------ Textabschnitt
Am 14. April hat Müller den Vermerk zur Einstufung der AfD als gesichert rechtsextremistisch unterzeichnet. Damit war die Entscheidung gefallen. Seit Sommer 2020 war die AfD bereits ein Verdachtsfall und konnte damit mit nachrichtendienstlichen Mitteln beobachtet werden. Über eine Klage der AfD dagegen hat das Verwaltungsgericht nach Angaben eines Sprechers bislang nicht entscheiden.
Jörg Müller, bisheriger Leiter des Verfassungsschutzes in Brandenburg.
© picture alliance/dpa/Monika Skolimowska
Müller durfte allein über die Hochstufung entscheiden. Denn nach einer Anweisung aus dem Jahr 2023 sollte nur noch der Abteilungsleiter fachlich entscheiden – möglichst unabhängig von der politischen Führung.
Ministerin will Bewertung erst am 5. Mai erhalten haben
Lange aber pocht nun darauf, dass sie den vollständigen Einstufungsvermerk erst am 5. Mai erhalten habe. Die Bewertung hätte ihr und dem Parlament „unverzüglich“ bereitgestellt werden müssen. In einer späteren Mitteilung des Ministeriums vom Mittwoch stand dann nichts mehr von „unverzüglich“.
Dort hieß es dann lediglich, dass die Ministerin und die Parlamentarische Kontrollkommission des Landtags für den Verfassungsschutz „in Fällen von besonderer Bedeutung zu unterrichten“ seien. Ob die nun von Lange aufgehobene Dienstanweisung von 2023 – sie behält sich künftig derlei Einstufungen selbst vor – die unverzügliche Information vorschrieb, wollte das Ministerium auf Nachfrage nicht beantworten.
Langes Pochen auf den 5. Mai verwischt zudem die Tatsachen. Sie wusste seit Dezember, damals frisch im Amt, von dem Gutachten der Abteilung zur Einstufung. Damals war bekannt geworden, dass Langes Vorgänger Michael Stübgen (CDU) die Einstufung zurückhielt – nämlich vor der Landtagswahl im September und dann wegen der absehbaren Neuwahl nach dem Ampelchaos im Bund. Jeder Eindruck, dass Wahlen beeinflusste werden könnte, sollte vermieden werden.
------------
------ Eingabedaten
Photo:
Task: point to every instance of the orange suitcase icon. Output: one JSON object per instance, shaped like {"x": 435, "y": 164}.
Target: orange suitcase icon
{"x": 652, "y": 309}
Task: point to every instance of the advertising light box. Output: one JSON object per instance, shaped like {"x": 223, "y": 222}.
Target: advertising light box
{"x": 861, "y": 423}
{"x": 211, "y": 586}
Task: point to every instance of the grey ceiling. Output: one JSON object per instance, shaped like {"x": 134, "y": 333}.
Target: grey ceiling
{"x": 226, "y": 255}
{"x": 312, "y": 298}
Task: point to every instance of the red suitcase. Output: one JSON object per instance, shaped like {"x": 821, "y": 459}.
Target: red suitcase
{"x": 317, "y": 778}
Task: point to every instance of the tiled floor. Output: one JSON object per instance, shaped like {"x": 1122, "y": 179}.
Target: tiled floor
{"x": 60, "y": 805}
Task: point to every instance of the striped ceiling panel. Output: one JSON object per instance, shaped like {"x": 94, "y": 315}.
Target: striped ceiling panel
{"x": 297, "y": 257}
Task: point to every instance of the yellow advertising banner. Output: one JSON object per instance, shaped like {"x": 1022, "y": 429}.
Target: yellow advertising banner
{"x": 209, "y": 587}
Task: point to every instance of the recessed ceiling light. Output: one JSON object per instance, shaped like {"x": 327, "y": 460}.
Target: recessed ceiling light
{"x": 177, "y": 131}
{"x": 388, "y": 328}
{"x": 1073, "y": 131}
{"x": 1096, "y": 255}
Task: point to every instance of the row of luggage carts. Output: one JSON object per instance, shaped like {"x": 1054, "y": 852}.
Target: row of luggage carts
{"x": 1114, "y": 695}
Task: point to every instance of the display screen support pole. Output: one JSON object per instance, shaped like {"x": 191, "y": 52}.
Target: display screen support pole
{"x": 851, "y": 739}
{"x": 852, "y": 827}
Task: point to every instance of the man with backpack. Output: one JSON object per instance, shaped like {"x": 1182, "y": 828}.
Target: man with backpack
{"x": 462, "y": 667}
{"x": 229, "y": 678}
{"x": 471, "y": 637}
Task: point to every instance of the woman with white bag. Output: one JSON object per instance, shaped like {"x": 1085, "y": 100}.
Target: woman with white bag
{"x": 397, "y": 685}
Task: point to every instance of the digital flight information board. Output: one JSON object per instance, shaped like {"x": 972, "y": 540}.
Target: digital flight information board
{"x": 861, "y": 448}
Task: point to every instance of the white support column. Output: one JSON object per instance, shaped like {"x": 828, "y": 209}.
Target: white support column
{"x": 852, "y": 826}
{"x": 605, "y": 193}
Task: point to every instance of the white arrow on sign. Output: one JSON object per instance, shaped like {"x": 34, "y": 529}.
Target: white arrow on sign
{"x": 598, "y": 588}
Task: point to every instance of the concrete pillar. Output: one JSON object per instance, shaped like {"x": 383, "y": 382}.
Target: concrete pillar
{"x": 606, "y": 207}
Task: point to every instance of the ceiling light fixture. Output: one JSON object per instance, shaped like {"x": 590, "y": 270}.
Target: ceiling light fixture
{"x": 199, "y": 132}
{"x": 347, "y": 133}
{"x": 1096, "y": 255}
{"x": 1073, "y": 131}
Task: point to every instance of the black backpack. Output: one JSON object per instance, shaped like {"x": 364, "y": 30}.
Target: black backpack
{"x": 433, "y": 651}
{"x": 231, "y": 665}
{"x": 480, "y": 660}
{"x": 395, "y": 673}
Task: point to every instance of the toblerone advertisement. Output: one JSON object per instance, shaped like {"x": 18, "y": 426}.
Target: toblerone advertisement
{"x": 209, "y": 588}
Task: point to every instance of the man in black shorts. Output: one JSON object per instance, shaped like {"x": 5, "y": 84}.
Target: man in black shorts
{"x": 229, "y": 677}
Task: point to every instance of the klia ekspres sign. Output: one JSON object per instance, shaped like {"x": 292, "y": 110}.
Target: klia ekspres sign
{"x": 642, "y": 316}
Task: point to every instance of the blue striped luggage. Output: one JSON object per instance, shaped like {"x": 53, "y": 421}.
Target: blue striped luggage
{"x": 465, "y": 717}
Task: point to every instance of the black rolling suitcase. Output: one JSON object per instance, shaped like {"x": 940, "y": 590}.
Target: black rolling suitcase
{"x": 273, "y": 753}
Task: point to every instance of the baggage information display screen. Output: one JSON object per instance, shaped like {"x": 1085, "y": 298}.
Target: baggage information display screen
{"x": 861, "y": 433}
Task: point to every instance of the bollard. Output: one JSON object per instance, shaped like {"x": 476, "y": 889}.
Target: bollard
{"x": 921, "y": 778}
------------
* Offene Aufgaben:
[a] Gib den Teil der Zeilen oben, der bei der Zeile mit „Task: point to every instance of the bollard.“ beginnt und bis zum Ende dieser Zeilen reicht, als nummerierte Liste wieder, ohne Leerzeilen.
[b] Wie könnte der Artikel über die Einstufung der AfD durch den Brandenburger Verfassungsschutz weitergehen? Führe ihn im Anschluss an seinen letzten Satz fort.

* Ergebnisse je Aufgabe:
[a]
1. Task: point to every instance of the bollard. Output: one JSON object per instance, shaped like {"x": 476, "y": 889}.
2. Target: bollard
3. {"x": 921, "y": 778}

[b]
Brandenburgs Innenministerin Katrin Lange (SPD).
© dpa/Soeren Stache
Im Dezember erklärte Lange sogar, dass sie dem Gutachten nachgehen werde. Seither sammelt die Abteilung fleißig weiter Informationen über die AfD und konnte den Verdacht sogar noch weiter erhärten.
Müller informierte Lange bereits am 10. April
Wie der Tagesspiegel erfuhr und wie auch übereinstimmend von „Welt“ und „Märkischer Allgemeiner Zeitung“ berichtet wird, hat Müller bereits am 10. April Lange persönlich und unter Zeugen informiert, dass er die AfD als rechtsextremistisch einstuft. Sogar zwei Exemplare des Gutachtens soll Müller der Ministerin vorgelegt haben. Der Abteilungsleiter soll vorgeschlagen haben, dass Lange die Entscheidung dann bei der für 16. Mai geplanten Vorstellung des Jahresberichts des Nachrichtendienstes verkündet.
Lange soll dies jedoch abgelehnt haben. Auch das Gutachten wollte sie nicht annehmen: Ihre Argumentation: Die Herausforderung durch die AfD müsse zunächst politisch beantwortet werden. So kommentierte sie auch die Einstufung der Bundes-AfD als gesichert rechtsextremistisch in der vergangenen Woche.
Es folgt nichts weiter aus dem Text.